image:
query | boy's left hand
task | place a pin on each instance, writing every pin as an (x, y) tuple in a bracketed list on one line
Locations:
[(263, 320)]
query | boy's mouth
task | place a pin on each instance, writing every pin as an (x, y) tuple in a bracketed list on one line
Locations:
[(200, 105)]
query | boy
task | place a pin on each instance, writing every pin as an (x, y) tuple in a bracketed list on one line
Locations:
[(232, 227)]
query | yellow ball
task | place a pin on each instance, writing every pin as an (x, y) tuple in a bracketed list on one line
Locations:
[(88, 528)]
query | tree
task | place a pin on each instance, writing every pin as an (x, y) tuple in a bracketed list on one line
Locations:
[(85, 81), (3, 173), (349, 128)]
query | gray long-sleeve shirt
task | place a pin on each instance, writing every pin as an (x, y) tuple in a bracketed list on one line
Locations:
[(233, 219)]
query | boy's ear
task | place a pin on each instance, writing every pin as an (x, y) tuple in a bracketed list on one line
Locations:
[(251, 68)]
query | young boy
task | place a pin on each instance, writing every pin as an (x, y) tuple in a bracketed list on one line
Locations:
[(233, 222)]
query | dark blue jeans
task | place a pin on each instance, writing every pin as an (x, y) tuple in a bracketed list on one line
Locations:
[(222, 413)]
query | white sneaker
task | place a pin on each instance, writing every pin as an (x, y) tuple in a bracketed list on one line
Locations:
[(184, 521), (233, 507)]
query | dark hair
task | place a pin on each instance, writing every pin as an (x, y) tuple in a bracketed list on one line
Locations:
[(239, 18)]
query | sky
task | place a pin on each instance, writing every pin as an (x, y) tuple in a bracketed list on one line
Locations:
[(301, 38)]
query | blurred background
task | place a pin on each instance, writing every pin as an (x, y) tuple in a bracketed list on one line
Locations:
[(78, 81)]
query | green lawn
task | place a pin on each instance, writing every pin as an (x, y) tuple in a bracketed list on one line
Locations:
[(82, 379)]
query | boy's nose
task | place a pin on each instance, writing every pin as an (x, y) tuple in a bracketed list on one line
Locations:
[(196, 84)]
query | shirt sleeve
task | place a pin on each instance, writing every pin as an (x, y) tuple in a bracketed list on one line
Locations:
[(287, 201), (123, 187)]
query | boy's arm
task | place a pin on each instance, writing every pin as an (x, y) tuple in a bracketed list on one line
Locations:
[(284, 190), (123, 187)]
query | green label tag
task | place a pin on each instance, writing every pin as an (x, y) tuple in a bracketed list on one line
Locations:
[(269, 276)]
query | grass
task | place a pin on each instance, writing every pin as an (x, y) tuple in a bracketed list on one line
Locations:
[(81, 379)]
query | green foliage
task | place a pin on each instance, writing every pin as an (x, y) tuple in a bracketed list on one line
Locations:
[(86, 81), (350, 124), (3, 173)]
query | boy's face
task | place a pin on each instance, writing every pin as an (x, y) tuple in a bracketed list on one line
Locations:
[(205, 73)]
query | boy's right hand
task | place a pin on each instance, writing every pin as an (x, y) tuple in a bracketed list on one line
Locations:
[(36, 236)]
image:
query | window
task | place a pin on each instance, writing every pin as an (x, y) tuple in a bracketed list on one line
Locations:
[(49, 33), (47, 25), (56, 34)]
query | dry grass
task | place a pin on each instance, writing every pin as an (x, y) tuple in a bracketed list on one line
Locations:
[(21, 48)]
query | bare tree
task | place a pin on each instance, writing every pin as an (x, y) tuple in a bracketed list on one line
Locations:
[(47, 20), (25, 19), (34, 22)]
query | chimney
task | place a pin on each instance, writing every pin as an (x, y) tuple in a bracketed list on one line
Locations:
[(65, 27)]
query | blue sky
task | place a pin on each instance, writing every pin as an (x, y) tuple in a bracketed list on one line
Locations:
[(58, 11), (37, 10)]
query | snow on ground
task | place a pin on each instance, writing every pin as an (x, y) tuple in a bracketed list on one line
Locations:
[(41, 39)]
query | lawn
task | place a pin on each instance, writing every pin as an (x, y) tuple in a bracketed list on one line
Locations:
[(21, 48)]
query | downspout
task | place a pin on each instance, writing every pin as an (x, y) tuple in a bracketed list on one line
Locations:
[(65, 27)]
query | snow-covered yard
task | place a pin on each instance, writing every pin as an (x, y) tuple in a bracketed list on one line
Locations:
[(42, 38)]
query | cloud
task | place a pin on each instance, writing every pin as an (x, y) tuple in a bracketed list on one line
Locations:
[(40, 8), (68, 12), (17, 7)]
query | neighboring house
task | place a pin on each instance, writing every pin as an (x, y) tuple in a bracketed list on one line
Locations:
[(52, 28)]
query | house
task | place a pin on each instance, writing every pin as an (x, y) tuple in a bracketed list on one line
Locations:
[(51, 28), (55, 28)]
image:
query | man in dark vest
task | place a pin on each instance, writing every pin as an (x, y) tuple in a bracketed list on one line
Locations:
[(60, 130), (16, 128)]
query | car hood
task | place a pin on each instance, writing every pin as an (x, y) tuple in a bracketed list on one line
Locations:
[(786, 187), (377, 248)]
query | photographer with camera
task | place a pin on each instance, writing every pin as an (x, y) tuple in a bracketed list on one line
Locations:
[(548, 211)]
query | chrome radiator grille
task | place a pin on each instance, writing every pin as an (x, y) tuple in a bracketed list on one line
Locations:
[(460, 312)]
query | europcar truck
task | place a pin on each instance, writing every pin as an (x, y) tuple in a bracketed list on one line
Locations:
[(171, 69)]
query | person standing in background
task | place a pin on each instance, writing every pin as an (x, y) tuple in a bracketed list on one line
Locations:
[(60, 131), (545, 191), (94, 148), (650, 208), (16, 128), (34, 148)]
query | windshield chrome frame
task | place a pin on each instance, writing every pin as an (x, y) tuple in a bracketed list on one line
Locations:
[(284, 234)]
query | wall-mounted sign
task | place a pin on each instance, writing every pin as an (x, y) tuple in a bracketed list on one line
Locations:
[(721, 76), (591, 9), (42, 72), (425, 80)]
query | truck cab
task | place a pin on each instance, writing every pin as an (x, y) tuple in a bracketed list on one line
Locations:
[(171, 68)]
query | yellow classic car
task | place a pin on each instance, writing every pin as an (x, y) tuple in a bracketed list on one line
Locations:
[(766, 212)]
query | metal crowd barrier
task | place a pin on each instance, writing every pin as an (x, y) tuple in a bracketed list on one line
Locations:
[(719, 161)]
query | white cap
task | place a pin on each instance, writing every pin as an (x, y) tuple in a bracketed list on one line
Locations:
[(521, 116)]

--------

**Goal:** Copy everything from the line with "query | car hood" down to the line with "[(548, 211)]", including both of those, without changing a thing.

**Result of this task:**
query | car hood
task | place a pin on each instance, writing every pin as an (x, y) tuple in a bracketed list on one line
Locations:
[(786, 187), (377, 248)]
query | photographer with camera
task | place a pin on each instance, writing every pin as an (x, y) tuple in a bracketed list on one line
Locations:
[(548, 211)]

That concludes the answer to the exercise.